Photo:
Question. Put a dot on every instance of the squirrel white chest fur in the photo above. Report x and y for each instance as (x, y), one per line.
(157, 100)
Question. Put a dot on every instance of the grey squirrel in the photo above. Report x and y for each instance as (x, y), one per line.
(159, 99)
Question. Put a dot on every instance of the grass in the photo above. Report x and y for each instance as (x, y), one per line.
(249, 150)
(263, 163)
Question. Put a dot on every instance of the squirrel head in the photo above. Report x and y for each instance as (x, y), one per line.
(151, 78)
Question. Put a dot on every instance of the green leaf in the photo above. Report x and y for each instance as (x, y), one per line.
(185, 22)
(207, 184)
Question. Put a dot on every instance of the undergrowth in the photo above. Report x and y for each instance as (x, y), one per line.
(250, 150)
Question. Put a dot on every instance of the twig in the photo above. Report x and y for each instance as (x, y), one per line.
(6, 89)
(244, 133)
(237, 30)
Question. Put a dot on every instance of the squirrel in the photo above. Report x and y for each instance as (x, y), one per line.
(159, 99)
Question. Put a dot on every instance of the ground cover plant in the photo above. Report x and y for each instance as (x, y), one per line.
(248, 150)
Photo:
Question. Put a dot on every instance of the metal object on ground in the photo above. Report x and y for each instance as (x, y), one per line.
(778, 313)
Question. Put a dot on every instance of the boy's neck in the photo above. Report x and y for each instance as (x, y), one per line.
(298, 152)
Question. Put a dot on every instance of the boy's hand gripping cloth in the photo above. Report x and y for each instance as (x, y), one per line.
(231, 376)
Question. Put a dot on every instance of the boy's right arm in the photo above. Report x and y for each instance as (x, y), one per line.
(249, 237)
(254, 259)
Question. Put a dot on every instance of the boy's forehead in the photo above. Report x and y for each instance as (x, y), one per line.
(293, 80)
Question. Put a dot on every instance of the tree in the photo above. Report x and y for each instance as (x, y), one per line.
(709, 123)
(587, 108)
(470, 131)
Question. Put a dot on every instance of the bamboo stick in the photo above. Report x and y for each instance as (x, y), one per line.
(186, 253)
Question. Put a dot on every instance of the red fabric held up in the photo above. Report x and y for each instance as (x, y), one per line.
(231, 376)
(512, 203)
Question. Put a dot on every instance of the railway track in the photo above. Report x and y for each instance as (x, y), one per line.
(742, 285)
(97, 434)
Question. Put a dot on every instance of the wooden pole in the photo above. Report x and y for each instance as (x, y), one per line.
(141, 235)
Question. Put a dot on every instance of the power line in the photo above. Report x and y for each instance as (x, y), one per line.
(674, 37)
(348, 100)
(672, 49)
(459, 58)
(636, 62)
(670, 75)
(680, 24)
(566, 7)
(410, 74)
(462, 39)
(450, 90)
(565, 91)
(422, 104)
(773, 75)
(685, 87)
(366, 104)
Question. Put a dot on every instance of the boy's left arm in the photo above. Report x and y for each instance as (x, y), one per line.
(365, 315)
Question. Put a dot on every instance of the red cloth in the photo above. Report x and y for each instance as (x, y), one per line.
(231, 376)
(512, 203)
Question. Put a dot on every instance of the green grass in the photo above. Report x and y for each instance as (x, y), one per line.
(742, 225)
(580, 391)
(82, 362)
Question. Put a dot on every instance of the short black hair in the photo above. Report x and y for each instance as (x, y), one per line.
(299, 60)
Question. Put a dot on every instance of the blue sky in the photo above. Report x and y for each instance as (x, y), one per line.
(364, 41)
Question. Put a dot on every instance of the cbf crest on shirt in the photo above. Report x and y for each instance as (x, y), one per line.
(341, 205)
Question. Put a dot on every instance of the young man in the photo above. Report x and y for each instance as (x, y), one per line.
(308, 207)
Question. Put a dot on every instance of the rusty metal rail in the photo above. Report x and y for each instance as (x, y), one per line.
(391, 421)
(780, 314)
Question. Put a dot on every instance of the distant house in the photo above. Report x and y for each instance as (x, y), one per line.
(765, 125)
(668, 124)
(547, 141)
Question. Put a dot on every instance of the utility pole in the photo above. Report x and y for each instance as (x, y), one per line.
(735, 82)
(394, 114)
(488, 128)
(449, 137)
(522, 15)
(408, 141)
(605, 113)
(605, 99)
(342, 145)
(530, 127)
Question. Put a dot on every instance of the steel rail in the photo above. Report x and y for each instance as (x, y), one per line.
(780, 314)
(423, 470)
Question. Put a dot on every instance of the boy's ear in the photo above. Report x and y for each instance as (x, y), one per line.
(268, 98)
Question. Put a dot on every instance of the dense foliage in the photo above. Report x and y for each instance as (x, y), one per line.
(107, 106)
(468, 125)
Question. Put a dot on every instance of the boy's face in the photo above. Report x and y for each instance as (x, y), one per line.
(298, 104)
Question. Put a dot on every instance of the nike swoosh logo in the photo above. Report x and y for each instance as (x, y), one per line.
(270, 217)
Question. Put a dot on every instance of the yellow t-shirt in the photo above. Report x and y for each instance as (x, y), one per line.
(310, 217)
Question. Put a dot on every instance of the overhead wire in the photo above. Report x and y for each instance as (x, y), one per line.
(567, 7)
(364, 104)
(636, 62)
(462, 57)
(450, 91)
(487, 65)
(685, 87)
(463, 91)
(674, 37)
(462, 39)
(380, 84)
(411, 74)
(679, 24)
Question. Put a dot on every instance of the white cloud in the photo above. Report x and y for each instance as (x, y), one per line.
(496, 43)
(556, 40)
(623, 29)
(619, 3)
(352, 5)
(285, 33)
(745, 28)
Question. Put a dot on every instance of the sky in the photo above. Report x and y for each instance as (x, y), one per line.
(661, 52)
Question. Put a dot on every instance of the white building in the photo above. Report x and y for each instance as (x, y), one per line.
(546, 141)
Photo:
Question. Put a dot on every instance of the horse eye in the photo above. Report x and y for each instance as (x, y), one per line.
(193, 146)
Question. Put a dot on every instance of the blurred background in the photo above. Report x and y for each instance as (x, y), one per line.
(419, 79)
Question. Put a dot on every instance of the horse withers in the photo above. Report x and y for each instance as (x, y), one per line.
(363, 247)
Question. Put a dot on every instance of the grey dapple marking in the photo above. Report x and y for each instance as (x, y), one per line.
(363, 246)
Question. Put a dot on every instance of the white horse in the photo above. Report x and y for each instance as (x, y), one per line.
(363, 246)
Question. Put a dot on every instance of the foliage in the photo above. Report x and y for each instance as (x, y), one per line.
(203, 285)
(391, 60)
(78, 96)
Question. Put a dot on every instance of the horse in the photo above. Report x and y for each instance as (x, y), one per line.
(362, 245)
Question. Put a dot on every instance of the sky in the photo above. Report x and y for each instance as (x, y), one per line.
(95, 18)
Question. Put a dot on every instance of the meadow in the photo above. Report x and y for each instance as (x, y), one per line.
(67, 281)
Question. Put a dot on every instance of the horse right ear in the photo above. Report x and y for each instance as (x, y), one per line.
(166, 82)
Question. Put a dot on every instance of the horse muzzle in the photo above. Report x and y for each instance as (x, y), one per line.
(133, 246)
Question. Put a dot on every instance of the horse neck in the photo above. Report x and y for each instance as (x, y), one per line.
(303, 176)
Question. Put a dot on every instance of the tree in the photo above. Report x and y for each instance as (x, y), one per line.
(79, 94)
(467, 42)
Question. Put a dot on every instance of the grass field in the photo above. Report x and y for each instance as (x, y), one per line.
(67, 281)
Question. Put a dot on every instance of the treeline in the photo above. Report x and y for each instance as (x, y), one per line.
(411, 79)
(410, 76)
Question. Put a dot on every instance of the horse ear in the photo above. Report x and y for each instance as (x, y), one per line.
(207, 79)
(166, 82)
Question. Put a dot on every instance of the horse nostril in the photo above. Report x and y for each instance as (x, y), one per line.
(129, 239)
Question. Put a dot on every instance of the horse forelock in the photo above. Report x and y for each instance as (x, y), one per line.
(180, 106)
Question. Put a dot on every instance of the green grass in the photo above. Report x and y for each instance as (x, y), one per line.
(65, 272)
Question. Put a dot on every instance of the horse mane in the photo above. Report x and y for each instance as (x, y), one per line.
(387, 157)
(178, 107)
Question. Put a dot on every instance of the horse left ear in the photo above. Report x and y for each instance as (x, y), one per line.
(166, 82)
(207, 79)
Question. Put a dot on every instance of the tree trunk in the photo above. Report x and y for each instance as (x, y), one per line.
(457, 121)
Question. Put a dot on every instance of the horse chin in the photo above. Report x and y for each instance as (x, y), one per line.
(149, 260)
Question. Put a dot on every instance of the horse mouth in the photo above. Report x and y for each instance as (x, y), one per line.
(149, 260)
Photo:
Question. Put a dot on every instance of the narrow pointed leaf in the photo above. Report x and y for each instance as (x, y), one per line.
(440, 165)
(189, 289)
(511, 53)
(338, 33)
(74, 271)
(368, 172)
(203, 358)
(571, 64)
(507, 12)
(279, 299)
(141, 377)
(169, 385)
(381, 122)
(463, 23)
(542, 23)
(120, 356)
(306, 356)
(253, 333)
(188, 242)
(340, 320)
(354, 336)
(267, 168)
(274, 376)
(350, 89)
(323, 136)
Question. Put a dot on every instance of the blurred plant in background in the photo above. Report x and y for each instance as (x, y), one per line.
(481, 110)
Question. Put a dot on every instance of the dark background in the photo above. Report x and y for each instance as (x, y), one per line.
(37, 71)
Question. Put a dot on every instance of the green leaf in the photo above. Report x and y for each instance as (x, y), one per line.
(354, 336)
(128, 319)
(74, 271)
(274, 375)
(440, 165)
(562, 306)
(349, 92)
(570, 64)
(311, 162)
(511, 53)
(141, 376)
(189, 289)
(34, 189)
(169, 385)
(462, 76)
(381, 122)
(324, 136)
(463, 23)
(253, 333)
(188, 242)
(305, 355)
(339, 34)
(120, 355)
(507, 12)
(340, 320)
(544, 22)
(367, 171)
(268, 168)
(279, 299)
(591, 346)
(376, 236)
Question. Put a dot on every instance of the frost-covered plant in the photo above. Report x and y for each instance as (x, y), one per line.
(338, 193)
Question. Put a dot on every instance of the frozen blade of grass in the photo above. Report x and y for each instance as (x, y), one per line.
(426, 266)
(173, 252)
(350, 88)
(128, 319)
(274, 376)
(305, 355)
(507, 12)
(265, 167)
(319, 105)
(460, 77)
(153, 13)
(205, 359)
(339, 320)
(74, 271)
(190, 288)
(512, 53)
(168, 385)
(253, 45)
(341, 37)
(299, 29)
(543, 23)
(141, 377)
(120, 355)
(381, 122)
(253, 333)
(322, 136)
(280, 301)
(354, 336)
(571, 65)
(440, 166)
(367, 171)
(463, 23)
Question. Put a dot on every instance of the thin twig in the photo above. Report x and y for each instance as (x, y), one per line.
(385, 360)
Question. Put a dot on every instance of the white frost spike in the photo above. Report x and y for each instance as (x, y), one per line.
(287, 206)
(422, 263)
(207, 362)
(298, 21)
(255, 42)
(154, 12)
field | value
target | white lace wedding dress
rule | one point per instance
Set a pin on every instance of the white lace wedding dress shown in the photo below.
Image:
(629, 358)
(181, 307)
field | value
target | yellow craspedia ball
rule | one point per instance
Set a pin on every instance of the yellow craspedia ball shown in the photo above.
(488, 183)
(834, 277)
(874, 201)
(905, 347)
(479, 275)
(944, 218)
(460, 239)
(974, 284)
==========
PROBLEM —
Scan the entries above and copy each line where "target" occurs.

EXERCISE RESPONSE —
target | white lace wedding dress
target | yellow craspedia ball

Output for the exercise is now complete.